MATERIAL SHOWN: Begin

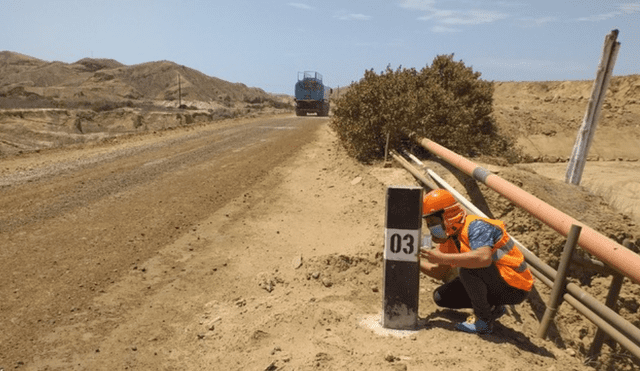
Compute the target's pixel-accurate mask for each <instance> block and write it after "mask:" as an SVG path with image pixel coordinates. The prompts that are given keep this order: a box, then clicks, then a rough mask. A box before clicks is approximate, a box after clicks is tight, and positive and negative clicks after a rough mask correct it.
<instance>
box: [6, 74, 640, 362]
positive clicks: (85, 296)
mask: <svg viewBox="0 0 640 371" xmlns="http://www.w3.org/2000/svg"><path fill="white" fill-rule="evenodd" d="M616 84H617V85H616ZM616 84H614V88H615V90H616V91H615V92H614V93H615V94H618V95H615V94H614V95H612V100H611V101H610V102H609V104H608V106H607V107H605V111H604V113H603V117H604V120H603V122H602V123H601V125H600V127H599V129H598V132H597V135H596V143H595V144H594V152H593V153H594V155H593V157H592V161H590V162H589V163H588V165H587V167H586V170H585V175H584V178H583V179H584V182H583V184H582V186H581V187H574V186H569V185H566V184H564V183H563V182H562V178H563V176H564V172H565V169H566V162H564V161H566V157H568V155H569V154H570V151H571V147H572V146H573V142H574V139H573V138H574V137H575V132H576V130H577V127H578V126H579V121H580V118H581V117H582V115H583V113H584V112H583V111H584V107H585V105H586V101H585V100H586V99H587V98H588V90H589V84H588V83H586V82H585V84H575V83H574V84H567V83H563V82H557V83H531V84H528V83H503V84H500V85H499V86H498V87H497V88H496V97H497V98H496V103H495V111H496V118H497V121H498V125H499V126H500V127H501V128H502V129H503V130H507V131H511V132H512V133H513V134H514V136H516V137H518V142H519V143H520V144H521V145H522V146H523V149H524V150H525V152H526V153H527V154H528V155H529V156H530V157H531V158H532V159H534V160H535V161H534V162H531V163H526V164H518V165H515V166H507V165H505V164H503V163H502V162H500V161H498V162H497V163H496V162H491V163H486V164H483V163H480V164H481V165H485V166H487V167H488V168H490V170H492V171H493V172H495V173H497V174H498V175H500V176H501V177H503V178H505V179H507V180H509V181H511V182H512V183H514V184H517V185H519V186H521V187H522V188H523V189H525V190H526V191H528V192H530V193H532V194H534V195H536V196H538V197H539V198H541V199H542V200H544V201H545V202H548V203H550V204H551V205H552V206H555V207H556V208H558V209H560V210H562V211H564V212H566V213H567V214H569V215H571V216H573V217H575V218H577V219H579V220H581V221H582V222H584V223H586V224H587V225H590V226H592V227H593V228H595V229H597V230H598V231H600V232H601V233H603V234H605V235H607V236H609V237H610V238H612V239H614V240H616V241H618V242H621V241H622V240H623V239H625V238H628V239H631V240H633V241H636V244H640V243H639V242H640V241H639V240H640V228H639V227H638V225H639V223H640V220H638V215H639V211H638V210H640V206H639V200H638V198H637V192H638V190H639V188H638V187H640V183H638V179H640V178H639V177H638V176H637V174H638V171H639V170H640V169H639V166H640V165H638V162H637V159H638V158H640V145H638V143H639V141H638V138H639V133H638V131H637V125H638V121H637V120H638V117H640V116H638V115H639V114H640V104H638V103H637V102H640V98H638V99H635V98H634V99H632V98H630V97H633V95H630V94H631V93H633V94H637V93H638V92H637V91H636V90H637V89H638V87H640V82H639V81H638V78H636V77H634V78H633V79H627V80H623V81H619V82H617V83H616ZM634 89H635V90H634ZM630 92H631V93H630ZM52 112H53V111H50V112H49V113H35V114H31V113H29V114H26V113H25V114H24V115H25V116H23V117H19V115H17V114H16V113H15V112H12V113H6V114H4V115H3V116H2V120H4V121H2V122H3V123H5V124H6V125H7V126H6V127H10V128H11V129H10V130H9V131H10V132H9V134H6V133H5V135H10V136H11V140H10V141H8V142H10V145H11V147H12V148H16V143H18V142H17V141H16V140H17V139H16V138H21V136H20V135H21V133H22V134H24V133H39V134H38V135H39V136H37V135H30V136H28V137H26V138H25V139H24V140H25V141H28V143H26V142H25V144H24V148H25V149H28V151H26V152H29V153H23V154H20V155H17V156H16V155H15V154H14V153H13V152H11V154H9V155H6V156H5V157H3V158H2V160H1V161H2V162H0V187H2V196H1V198H0V201H2V202H3V205H5V207H3V208H2V210H1V211H0V217H1V218H2V220H3V224H2V225H0V228H2V230H1V231H0V232H1V233H2V234H1V235H0V237H2V238H3V239H4V240H5V242H4V243H3V245H2V247H1V248H0V254H1V255H0V257H1V258H2V262H1V263H0V265H1V267H2V271H3V272H5V274H4V275H3V276H2V277H1V278H0V283H1V284H2V285H0V292H1V293H2V297H3V298H4V300H3V301H2V302H0V323H1V324H2V327H3V329H4V331H3V333H2V335H1V336H0V369H4V370H8V369H14V368H15V369H27V370H112V369H134V370H138V369H143V370H156V369H163V370H200V369H214V370H218V369H220V370H228V369H232V370H260V371H262V370H271V371H272V370H322V369H332V370H333V369H347V370H365V369H367V370H368V369H376V370H378V369H380V370H447V369H450V370H459V369H461V370H545V371H548V370H565V369H567V370H593V369H599V370H633V369H638V363H637V362H638V361H637V360H635V359H633V358H631V357H630V356H629V355H628V354H626V353H625V352H624V351H621V350H620V348H619V347H616V348H612V347H611V346H608V345H605V347H604V349H603V350H604V354H603V356H601V357H600V359H599V360H598V361H597V362H593V361H590V360H588V359H586V356H585V354H586V352H587V350H588V348H589V346H590V344H591V340H592V339H593V336H594V334H595V331H596V328H595V326H594V325H593V324H591V323H590V322H588V321H587V320H585V319H584V318H582V317H581V316H580V315H579V314H578V313H577V312H576V311H575V310H573V309H572V308H571V307H570V306H569V305H566V304H564V305H562V306H561V307H560V309H559V311H558V314H557V317H556V321H555V323H554V325H553V326H552V327H551V330H550V336H549V340H541V339H539V338H537V337H536V333H537V329H538V323H539V320H540V318H541V316H542V313H543V311H544V302H545V301H546V300H547V296H548V294H549V289H548V288H547V287H545V286H544V285H542V284H541V283H539V282H538V283H537V284H536V288H535V291H534V292H533V293H532V295H531V297H530V299H529V300H528V301H527V302H525V303H523V304H522V305H519V306H516V307H513V308H509V311H508V314H507V316H505V317H503V318H502V319H501V320H500V324H499V325H498V326H497V328H496V331H495V333H494V334H492V335H487V336H474V335H467V334H462V333H459V332H456V331H455V330H454V329H453V325H454V324H455V323H456V322H458V321H461V320H464V319H465V317H466V316H467V314H468V312H467V311H444V310H440V309H438V308H436V307H435V306H434V304H433V303H432V301H431V292H432V291H433V289H435V288H436V287H437V285H438V284H439V283H438V282H435V281H433V280H431V279H428V278H425V277H423V278H422V280H421V290H420V292H421V296H420V318H421V326H420V328H419V329H418V330H417V331H415V332H392V333H390V332H388V331H383V330H382V329H381V328H380V327H379V324H378V321H377V319H378V316H379V315H380V312H381V310H382V296H381V295H382V293H381V290H382V265H381V264H382V251H383V231H384V207H385V190H386V187H387V186H389V185H416V184H417V183H416V181H415V180H414V179H413V178H412V177H411V176H410V175H409V174H408V173H407V172H406V171H405V170H403V169H400V168H397V167H390V168H387V167H383V166H382V164H374V165H371V166H364V165H362V164H359V163H356V162H355V161H354V160H353V159H351V158H349V157H347V156H346V154H345V153H344V151H343V150H342V149H341V147H340V146H339V144H338V143H337V141H336V137H335V134H334V133H333V131H332V130H331V129H330V127H329V125H328V121H327V120H323V119H318V118H315V117H308V118H306V119H303V121H304V120H306V121H304V122H305V123H307V124H294V123H296V122H298V121H294V117H293V116H292V115H291V114H289V115H280V116H275V117H273V118H269V119H262V118H260V119H256V118H254V119H250V120H234V121H218V122H216V123H215V124H207V123H206V121H207V120H208V118H207V117H204V116H203V117H201V118H200V119H197V118H196V117H195V116H192V119H191V120H192V121H191V122H190V123H187V120H188V119H187V117H186V116H179V115H178V116H176V115H164V116H166V117H167V118H166V119H163V118H159V117H155V116H154V117H152V115H148V116H143V117H142V119H141V121H138V119H136V116H135V115H133V116H126V115H125V116H117V115H118V114H116V113H110V114H109V115H112V116H113V117H111V116H109V117H107V116H108V115H107V116H105V117H98V116H92V117H88V116H82V114H81V112H76V111H72V112H70V113H68V114H67V113H64V114H55V113H52ZM78 115H80V116H78ZM160 116H163V115H160ZM164 116H163V117H164ZM205 116H206V115H205ZM25 117H26V119H25ZM123 117H124V118H123ZM19 119H21V120H19ZM264 120H266V121H264ZM140 122H142V123H143V124H145V125H152V124H154V125H159V126H158V127H157V128H156V127H153V126H150V127H149V128H145V127H144V126H141V125H139V123H140ZM77 123H79V124H80V129H79V128H78V126H77V125H76V124H77ZM212 125H213V127H212ZM295 125H300V127H298V129H296V130H283V129H287V128H289V129H292V128H293V126H295ZM267 127H270V128H271V129H269V130H267V129H264V130H263V131H264V133H265V134H264V135H265V136H264V137H261V140H253V139H251V140H249V139H250V138H249V137H247V136H246V135H244V134H243V133H245V132H247V133H248V132H249V131H250V128H267ZM303 127H304V129H303ZM166 128H172V130H169V131H162V130H164V129H166ZM93 129H95V132H96V136H97V135H102V134H100V133H99V132H100V131H101V130H107V131H113V132H115V133H119V134H120V135H117V138H115V139H113V138H112V139H109V140H105V138H93V139H100V140H101V141H98V142H96V141H95V140H92V139H91V138H89V136H90V135H91V133H92V131H91V130H93ZM216 129H220V130H223V131H220V132H216V131H215V130H216ZM118 130H120V131H118ZM153 130H158V132H157V133H154V132H153ZM251 130H252V129H251ZM265 130H267V131H265ZM145 132H146V133H147V134H142V135H135V136H131V135H130V134H131V133H145ZM275 132H281V133H285V132H286V133H287V134H283V135H284V136H276V135H275V134H273V133H275ZM267 133H271V134H267ZM23 137H24V135H23ZM85 138H89V140H86V139H85ZM225 138H227V139H225ZM229 138H231V139H229ZM278 138H280V139H278ZM262 139H264V140H262ZM245 140H249V141H247V142H245ZM38 141H41V142H42V143H43V144H42V148H43V149H42V150H40V149H36V148H37V145H38ZM66 141H68V142H66ZM216 141H221V142H224V143H226V144H225V146H226V147H224V148H226V150H225V151H219V152H217V150H213V149H210V148H209V147H210V146H209V144H210V143H213V142H215V143H217V142H216ZM169 143H171V144H172V145H168V144H169ZM5 144H6V143H5ZM69 144H72V145H71V146H70V147H69V146H68V145H69ZM236 144H237V145H238V147H234V145H236ZM49 147H51V148H53V149H46V148H49ZM143 149H144V150H143ZM34 150H35V151H39V153H38V152H33V151H34ZM156 152H157V153H156ZM234 156H237V157H234ZM187 160H188V161H187ZM424 160H425V163H426V164H427V165H428V166H429V167H430V168H432V169H434V170H435V171H436V172H437V173H438V174H441V176H443V177H444V178H445V180H447V181H448V182H449V183H451V184H452V185H454V187H456V189H457V190H458V191H460V192H461V193H463V194H464V195H466V196H467V197H469V198H470V199H472V200H473V201H474V202H475V203H476V205H478V206H479V207H481V208H482V209H484V210H485V211H487V212H488V213H489V214H490V215H493V216H495V217H496V218H500V219H502V220H503V221H505V223H506V224H507V228H508V229H509V231H510V232H511V233H512V234H513V235H514V236H515V237H516V238H517V239H518V240H519V241H520V242H522V243H523V244H524V245H525V246H527V247H529V248H530V250H532V251H534V252H535V253H536V254H537V255H538V256H540V257H541V258H542V259H543V260H545V261H547V262H549V264H550V265H552V266H556V265H557V262H558V256H559V252H560V251H561V249H562V246H563V245H564V242H565V241H564V238H563V237H562V236H559V235H557V233H555V232H553V231H552V230H551V229H550V228H548V227H546V226H544V225H542V224H541V223H540V222H538V221H537V220H535V219H534V218H532V217H531V216H530V215H528V214H527V213H526V212H523V211H520V210H518V209H517V208H514V207H513V205H512V204H511V203H509V202H508V201H505V200H503V199H501V198H500V197H499V196H498V195H496V194H495V192H493V191H491V190H489V189H487V188H486V187H484V186H482V185H480V186H478V185H477V184H476V183H475V182H474V181H472V180H469V179H468V178H467V177H464V176H462V175H461V174H459V173H457V172H456V171H455V170H453V169H451V168H450V167H449V166H446V165H445V164H443V163H442V162H440V161H438V160H437V159H435V158H427V159H424ZM500 164H501V166H499V165H500ZM65 166H67V167H65ZM84 168H86V169H87V170H86V172H79V173H77V174H76V172H75V170H74V169H76V170H77V169H84ZM42 169H53V170H52V173H51V174H45V173H42V171H41V170H42ZM40 179H54V180H55V182H54V184H55V186H47V185H46V184H47V183H46V182H45V183H39V182H38V181H39V180H40ZM56 179H57V180H56ZM18 188H20V189H22V190H24V191H25V192H24V193H17V191H16V192H14V190H15V189H18ZM86 200H90V201H91V203H87V202H85V201H86ZM38 210H49V211H47V212H50V213H51V215H49V214H47V213H43V212H40V211H38ZM24 215H26V216H24ZM49 219H51V221H47V220H49ZM44 221H47V222H46V223H44V224H39V223H42V222H44ZM578 253H579V254H581V255H586V254H585V253H584V252H578ZM571 275H572V280H573V281H574V282H577V283H580V284H581V285H583V287H584V288H585V290H587V291H588V292H589V293H590V294H591V295H593V296H595V297H597V298H599V299H601V300H602V301H604V297H605V296H606V293H607V289H608V284H609V282H610V279H611V278H610V277H607V276H600V275H597V274H594V273H593V272H591V271H589V270H585V268H584V267H581V266H580V267H572V269H571ZM638 298H640V288H639V286H638V285H635V284H631V283H630V282H629V281H628V280H627V281H625V284H624V286H623V290H622V293H621V297H620V299H619V300H618V303H617V304H616V310H618V311H619V312H620V314H621V315H622V316H623V317H624V318H626V319H627V320H629V321H630V322H632V323H633V324H634V325H635V326H639V325H640V315H639V313H638V309H640V304H639V303H638V300H639V299H638Z"/></svg>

MATERIAL SHOWN: End

[WHAT TO PRODUCE]
An exact copy is needed of only the lines from the top of the material through the line with "box: [6, 74, 640, 362]"; no pictures belong in it.

[RESPONSE AREA]
Compute the target's pixel-accurate mask for each <instance> block and write it after "mask:" as an SVG path with image pixel coordinates. The prompts that are given keep this order: a box, then clicks, then a rough mask. A box before clicks is approximate, a box after clicks is tight, and positive and negative clicks after a rough mask correct it.
<instance>
box: [6, 74, 640, 362]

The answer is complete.